### Written exercise A
According to the Keshari Nath Tripathi biography, in which city was he born?
### Written exercise B
List every state that the Keshari Nath Tripathi biography says he served as governor of.
### Written exercise C
Rewrite the passage of the Keshari Nath Tripathi biography starting at "Keshari Nath Tripathi" and ending at "Party, Uttar Pradesh.", substituting "BJP" for "Bharatiya Janata Party".

### Text provided
* * *
Keshari Nath Tripathi (10 November 1934 – 8 January 2023) was an Indian politician who served as Governor of West Bengal from July 2014 to July 2019. He briefly served as governor of Bihar, Meghalaya, and Mizoram at various times. He was a member of Bharatiya Janata Party. He was the Speaker of Uttar Pradesh legislative assembly three times, and the president of Bharatiya Janata Party, Uttar Pradesh.

Personal life
Tripathi was born in Allahabad on 10 November 1934 to Harish Chandra Tripathi and Shiva Devi. 

Tripathi died in Prayagraj, Uttar Pradesh on 8 January 2023, at age 88.

Political career
Tripathi was a member of the Uttar Pradesh legislative assembly six times, from 1977–1980 as part of the Jhusi constituency, and with five consecutive wins from Allahabad South in 1989–1991, 1991–1992, 1993–1995, 1996-2002 and 2002–2007. He was the cabinet minister for institutional finance and sales tax for Uttar Pradesh during the Janata Party regime from 1977 to 1979. He joined the Bharatiya Janata Party when it was founded in April 1980. He served as the speaker of the Uttar Pradesh Legislative Assembly from 1991–1993, 1997–2002 and from May 2002–March 2004.

On 14 July 2014, he was appointed governor of West Bengal and took oath on 24 July. He had additional charges as governor of Bihar from 27 November 2014–15 August 2015, and from 20 June 2017–29 September 2017, as governor of Meghalaya from 6 January 2015–19 May 2015, and as governor of Mizoram from 4 April 2015–25 May 2015 after Aziz Qureshi was dismissed.
* * *
### Excerpted records
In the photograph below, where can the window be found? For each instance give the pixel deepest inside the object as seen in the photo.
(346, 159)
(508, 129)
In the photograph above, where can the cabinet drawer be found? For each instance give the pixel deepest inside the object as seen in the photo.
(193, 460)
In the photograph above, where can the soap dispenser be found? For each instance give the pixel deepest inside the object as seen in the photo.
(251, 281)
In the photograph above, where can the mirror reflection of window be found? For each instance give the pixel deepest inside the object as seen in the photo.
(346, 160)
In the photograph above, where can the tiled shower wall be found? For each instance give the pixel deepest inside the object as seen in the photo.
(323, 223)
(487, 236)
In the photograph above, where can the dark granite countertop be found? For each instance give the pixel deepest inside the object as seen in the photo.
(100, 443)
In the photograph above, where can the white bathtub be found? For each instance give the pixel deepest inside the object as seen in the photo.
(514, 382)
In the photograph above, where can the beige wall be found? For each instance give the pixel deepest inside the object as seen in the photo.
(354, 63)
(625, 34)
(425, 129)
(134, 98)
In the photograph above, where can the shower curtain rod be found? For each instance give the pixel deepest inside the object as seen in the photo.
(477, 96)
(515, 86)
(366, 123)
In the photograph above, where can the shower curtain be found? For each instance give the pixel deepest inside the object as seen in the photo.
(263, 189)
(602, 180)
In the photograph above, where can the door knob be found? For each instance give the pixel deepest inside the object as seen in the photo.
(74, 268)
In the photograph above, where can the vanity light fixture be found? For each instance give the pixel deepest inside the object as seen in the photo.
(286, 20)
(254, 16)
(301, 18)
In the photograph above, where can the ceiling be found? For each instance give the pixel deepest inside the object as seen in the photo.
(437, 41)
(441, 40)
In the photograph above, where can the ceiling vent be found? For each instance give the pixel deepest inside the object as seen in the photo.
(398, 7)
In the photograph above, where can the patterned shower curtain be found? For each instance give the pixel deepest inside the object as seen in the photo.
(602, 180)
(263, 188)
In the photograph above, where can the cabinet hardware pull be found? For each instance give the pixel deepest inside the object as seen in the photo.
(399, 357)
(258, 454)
* * *
### Result A
Allahabad

### Result B
West Bengal, Bihar, Meghalaya, Mizoram

### Result C
Keshari Nath Tripathi (10 November 1934 – 8 January 2023) was an Indian politician who served as Governor of West Bengal from July 2014 to July 2019. He briefly served as governor of Bihar, Meghalaya, and Mizoram at various times. He was a member of BJP. He was the Speaker of Uttar Pradesh legislative assembly three times, and the president of BJP, Uttar Pradesh.